Copy out the data exactly, leaving the pictures behind.
++++ MATERIAL FOR THIS TASK
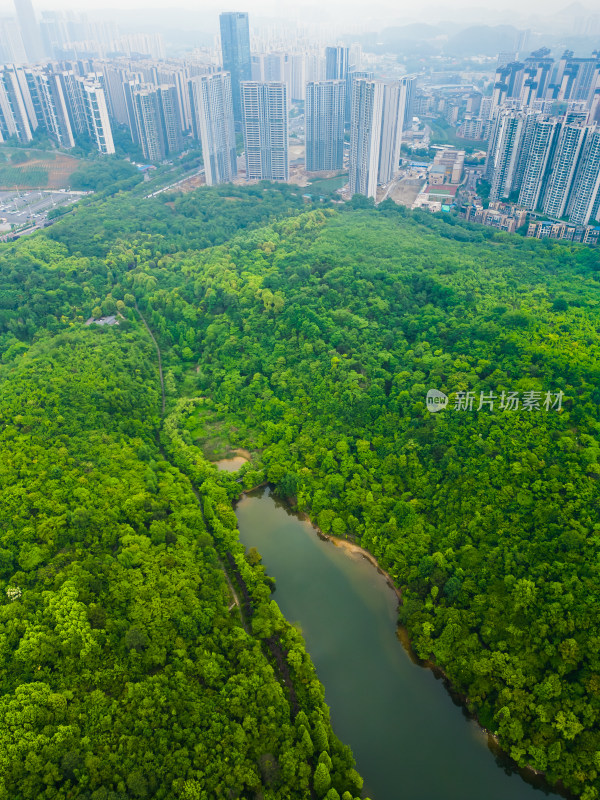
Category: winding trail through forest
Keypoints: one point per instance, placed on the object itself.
(162, 382)
(236, 599)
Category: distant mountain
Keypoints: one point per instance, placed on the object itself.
(482, 40)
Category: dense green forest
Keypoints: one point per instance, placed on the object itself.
(311, 335)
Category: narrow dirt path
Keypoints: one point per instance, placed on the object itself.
(162, 382)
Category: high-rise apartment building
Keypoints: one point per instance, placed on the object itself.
(213, 124)
(265, 126)
(375, 134)
(570, 140)
(14, 119)
(30, 31)
(235, 47)
(551, 163)
(353, 75)
(336, 63)
(154, 119)
(324, 125)
(503, 152)
(538, 155)
(584, 201)
(96, 111)
(409, 82)
(51, 107)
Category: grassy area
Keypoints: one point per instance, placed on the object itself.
(442, 133)
(328, 185)
(23, 176)
(17, 155)
(43, 169)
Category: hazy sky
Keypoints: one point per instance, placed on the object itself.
(370, 13)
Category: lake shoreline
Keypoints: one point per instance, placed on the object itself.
(528, 773)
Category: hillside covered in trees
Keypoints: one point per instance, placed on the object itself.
(311, 337)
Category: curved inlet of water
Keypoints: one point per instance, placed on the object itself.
(410, 740)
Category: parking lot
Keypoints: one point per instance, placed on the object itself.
(19, 207)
++++++++
## [COMPLETE ANSWER]
Category: winding trail through forest
Keypoints: one point per instance, placed on the object itself.
(162, 382)
(236, 599)
Category: distant mountain
Keypoints: one point per instance, placed on the object itself.
(482, 40)
Category: dense green forest
Keypoints: one point per instance, placed on the object itself.
(311, 335)
Category: narrow dirt path
Keypoints: one point per instance, placed on the object itself.
(162, 382)
Category: high-rise apartment building
Keypoints: one point per instance, placed on the object itself.
(213, 124)
(265, 126)
(375, 134)
(570, 140)
(14, 119)
(30, 31)
(235, 47)
(551, 163)
(353, 75)
(336, 63)
(154, 119)
(324, 125)
(503, 152)
(538, 155)
(584, 201)
(96, 111)
(409, 82)
(51, 107)
Category: grassy area
Keypoints: one point per instance, placed on the object itself.
(442, 133)
(328, 185)
(23, 176)
(17, 155)
(43, 169)
Category: hazy sky
Keypoints: one point per instance, placed on the object itself.
(370, 13)
Category: lake shoreline
Keypoints: one point per instance, placed on the object itself.
(528, 773)
Category: hillside covered in trees
Keypoints: one point per instance, placed on the object itself.
(311, 337)
Category: curved inlet of water
Keypoints: one point per instance, placed on the object itself.
(410, 740)
Category: parking lot
Keypoints: one point per instance, placed on the object itself.
(19, 207)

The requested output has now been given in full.